▸ Supplied information:

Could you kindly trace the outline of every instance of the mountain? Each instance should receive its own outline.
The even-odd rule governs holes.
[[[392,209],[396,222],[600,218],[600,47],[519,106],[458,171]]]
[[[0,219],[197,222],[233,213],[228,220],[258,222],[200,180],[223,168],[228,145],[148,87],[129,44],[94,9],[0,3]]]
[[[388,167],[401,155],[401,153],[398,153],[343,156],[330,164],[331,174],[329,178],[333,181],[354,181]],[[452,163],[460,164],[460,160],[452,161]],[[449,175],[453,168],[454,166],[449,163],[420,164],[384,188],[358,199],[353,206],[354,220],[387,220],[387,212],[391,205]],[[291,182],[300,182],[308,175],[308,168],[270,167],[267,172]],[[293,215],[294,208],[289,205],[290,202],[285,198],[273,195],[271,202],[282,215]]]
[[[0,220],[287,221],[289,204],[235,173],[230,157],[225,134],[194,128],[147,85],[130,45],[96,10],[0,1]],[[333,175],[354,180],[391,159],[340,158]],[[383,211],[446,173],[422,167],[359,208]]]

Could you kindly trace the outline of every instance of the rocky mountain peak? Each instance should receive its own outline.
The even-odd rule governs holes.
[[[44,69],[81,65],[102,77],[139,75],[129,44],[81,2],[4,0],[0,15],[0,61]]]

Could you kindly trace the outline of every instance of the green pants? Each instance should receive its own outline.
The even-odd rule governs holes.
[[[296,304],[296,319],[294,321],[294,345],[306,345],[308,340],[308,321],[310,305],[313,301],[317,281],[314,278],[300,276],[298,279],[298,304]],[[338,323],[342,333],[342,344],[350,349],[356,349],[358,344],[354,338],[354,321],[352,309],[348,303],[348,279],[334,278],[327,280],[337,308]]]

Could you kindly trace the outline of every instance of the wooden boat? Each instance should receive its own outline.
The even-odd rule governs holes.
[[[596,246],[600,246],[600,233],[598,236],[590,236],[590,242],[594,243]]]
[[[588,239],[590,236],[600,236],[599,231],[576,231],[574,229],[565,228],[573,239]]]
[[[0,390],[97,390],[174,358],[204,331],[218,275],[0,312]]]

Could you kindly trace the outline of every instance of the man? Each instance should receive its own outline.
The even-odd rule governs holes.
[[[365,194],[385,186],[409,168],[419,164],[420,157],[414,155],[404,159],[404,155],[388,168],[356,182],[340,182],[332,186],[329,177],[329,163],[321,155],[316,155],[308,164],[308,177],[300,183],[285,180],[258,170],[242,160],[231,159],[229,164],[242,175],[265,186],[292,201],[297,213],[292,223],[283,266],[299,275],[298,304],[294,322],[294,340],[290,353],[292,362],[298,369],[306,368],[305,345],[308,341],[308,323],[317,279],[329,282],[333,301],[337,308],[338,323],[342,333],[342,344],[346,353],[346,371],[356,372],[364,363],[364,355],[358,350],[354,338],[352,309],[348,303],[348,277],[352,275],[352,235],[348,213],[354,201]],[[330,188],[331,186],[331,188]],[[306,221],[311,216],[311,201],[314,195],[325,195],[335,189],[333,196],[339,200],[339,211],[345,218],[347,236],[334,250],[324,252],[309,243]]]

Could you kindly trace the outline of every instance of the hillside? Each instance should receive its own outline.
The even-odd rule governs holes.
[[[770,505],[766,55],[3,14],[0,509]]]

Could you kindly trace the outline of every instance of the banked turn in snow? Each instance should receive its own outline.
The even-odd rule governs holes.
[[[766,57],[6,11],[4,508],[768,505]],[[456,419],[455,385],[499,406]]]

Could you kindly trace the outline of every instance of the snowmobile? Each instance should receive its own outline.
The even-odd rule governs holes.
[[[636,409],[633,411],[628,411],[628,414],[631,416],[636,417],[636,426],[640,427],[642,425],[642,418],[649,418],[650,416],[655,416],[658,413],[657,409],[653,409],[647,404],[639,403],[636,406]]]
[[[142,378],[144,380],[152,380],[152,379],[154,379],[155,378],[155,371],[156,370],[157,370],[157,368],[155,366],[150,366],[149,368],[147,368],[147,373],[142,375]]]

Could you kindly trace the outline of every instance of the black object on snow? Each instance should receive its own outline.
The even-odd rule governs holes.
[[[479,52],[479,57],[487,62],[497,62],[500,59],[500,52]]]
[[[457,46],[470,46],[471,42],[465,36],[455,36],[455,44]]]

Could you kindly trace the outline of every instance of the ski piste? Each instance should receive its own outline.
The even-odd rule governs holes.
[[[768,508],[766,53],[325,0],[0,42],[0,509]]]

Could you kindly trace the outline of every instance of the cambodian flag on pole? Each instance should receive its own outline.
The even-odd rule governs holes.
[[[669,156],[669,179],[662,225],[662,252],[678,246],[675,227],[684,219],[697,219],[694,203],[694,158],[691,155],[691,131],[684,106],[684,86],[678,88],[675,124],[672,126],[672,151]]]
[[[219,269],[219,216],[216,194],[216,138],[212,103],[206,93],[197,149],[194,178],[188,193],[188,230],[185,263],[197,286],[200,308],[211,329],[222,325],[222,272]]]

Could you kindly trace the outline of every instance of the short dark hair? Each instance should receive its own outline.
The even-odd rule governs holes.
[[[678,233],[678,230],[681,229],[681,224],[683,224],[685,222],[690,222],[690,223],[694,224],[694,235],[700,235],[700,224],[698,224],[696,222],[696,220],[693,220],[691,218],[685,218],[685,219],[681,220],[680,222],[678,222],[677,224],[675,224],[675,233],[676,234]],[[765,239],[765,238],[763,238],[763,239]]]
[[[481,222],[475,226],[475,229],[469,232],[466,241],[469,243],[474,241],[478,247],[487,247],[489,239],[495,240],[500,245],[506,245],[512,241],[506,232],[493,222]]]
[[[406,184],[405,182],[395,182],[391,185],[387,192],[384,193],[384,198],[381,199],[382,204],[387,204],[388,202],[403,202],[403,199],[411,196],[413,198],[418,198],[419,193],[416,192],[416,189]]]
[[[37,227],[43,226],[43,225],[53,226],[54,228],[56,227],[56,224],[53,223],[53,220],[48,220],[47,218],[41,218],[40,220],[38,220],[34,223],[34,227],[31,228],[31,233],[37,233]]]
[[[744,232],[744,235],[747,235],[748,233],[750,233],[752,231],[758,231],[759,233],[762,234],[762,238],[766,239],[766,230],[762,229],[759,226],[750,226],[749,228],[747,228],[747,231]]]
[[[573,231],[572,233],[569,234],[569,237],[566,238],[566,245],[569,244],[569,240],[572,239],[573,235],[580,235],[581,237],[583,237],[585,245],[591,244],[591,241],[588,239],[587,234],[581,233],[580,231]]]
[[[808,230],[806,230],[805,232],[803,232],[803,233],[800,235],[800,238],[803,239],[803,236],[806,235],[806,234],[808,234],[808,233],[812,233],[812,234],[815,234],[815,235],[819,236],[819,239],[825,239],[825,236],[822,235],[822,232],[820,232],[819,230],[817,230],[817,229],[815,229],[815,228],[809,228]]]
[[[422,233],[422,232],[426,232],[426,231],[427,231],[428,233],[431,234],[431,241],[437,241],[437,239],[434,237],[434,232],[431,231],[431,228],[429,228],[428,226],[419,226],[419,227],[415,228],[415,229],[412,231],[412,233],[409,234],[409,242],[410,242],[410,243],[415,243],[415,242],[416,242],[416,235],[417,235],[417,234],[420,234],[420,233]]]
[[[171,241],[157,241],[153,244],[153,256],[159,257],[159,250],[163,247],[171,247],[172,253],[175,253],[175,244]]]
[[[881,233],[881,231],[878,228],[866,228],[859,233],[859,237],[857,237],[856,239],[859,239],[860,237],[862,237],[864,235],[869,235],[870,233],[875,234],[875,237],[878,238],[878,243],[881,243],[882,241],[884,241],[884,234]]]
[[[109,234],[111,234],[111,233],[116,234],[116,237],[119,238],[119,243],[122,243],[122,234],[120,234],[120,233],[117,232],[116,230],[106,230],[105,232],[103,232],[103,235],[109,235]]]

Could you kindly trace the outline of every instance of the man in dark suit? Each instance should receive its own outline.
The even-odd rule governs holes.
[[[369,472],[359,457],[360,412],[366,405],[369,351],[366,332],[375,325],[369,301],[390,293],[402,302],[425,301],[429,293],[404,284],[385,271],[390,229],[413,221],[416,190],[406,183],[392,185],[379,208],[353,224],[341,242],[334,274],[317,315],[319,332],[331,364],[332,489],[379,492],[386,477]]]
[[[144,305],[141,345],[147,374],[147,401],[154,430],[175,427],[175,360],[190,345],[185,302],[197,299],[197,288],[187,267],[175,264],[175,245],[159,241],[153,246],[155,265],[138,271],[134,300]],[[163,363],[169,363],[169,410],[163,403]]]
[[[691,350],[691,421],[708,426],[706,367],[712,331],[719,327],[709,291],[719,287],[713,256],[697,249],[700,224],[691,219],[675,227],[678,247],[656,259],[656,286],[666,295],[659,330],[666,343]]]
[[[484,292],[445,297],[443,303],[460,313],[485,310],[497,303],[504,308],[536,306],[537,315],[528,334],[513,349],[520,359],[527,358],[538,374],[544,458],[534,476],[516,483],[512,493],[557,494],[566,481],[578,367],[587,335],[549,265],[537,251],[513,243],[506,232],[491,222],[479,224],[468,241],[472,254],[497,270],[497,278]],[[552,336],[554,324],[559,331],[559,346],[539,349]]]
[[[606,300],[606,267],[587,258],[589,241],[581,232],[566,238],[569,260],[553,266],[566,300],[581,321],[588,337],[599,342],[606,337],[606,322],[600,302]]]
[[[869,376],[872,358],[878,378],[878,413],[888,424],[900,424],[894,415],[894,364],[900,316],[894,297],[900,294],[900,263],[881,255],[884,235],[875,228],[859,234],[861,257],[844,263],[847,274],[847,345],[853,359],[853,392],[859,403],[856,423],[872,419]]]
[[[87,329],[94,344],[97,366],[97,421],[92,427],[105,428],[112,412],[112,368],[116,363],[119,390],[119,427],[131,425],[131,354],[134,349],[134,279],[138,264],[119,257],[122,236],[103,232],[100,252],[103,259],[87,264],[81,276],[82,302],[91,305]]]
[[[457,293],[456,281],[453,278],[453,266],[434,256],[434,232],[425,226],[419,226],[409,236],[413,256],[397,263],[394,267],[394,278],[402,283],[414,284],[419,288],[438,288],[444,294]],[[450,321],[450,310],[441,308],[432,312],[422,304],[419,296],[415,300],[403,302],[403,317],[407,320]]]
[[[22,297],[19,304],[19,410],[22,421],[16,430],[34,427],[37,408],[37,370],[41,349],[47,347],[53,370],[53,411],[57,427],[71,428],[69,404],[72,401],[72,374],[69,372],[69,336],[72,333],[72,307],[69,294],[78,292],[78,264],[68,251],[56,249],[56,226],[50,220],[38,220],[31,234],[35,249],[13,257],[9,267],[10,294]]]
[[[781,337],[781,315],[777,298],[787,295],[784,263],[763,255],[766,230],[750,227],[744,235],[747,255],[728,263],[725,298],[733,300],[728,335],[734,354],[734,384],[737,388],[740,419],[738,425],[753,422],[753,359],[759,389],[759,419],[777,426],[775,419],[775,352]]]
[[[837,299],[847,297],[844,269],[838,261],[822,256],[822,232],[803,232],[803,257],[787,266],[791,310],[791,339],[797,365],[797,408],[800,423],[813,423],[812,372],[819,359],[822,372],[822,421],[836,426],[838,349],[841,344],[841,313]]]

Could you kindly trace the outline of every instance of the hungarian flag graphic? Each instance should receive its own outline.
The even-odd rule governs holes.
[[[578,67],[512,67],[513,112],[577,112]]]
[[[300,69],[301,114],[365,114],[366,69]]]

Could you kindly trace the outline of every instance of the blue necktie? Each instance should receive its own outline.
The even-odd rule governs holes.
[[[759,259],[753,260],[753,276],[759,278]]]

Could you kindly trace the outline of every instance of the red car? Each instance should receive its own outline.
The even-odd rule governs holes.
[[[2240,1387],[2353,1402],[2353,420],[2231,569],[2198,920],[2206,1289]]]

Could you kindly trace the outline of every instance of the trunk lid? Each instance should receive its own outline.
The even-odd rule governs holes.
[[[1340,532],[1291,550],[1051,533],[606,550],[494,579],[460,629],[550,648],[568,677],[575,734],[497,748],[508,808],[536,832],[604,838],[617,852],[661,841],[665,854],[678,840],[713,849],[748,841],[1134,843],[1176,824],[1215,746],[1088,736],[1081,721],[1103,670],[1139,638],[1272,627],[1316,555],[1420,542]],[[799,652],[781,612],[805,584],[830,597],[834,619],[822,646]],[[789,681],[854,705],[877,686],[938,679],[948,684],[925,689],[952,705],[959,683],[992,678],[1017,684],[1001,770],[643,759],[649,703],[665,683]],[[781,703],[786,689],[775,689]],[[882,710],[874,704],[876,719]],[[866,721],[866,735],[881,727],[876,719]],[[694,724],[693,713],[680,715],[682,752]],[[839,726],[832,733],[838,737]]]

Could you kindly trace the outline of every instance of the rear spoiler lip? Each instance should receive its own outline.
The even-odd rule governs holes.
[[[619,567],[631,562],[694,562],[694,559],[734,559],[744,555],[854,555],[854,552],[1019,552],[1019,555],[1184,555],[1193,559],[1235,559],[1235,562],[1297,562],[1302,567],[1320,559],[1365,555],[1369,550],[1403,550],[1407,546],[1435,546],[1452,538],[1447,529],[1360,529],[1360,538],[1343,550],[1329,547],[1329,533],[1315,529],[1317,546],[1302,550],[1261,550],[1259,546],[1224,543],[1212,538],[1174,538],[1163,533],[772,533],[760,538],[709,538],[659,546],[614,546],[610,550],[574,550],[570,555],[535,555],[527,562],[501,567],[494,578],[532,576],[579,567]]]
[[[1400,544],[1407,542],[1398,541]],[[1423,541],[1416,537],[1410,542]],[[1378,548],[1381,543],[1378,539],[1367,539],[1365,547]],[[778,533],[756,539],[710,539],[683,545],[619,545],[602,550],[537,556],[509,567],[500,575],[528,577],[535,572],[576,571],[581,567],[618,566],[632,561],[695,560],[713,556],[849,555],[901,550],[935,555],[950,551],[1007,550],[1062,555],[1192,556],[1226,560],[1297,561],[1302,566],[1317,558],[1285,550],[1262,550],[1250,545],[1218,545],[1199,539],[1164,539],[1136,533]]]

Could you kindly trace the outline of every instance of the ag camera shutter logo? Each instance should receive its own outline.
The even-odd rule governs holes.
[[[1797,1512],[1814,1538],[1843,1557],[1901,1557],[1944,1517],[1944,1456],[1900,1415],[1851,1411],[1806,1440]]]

▸ Problem to solve: Of all the entries above, repeat only the lines from the line that has "piste? Each instance should receive its own outline." to the line that has "pole? Each instance should receive its own outline.", both lines included, exactly.

▸ Result for this exercise:
Could you kindly trace the outline of every instance of the ski piste? Each instance should receive its own outline.
The even-odd rule governs holes.
[[[768,508],[766,53],[325,0],[0,42],[0,509]]]

Could you kindly trace the outline of every instance of the cambodian flag on pole? Each instance should receive its own outline.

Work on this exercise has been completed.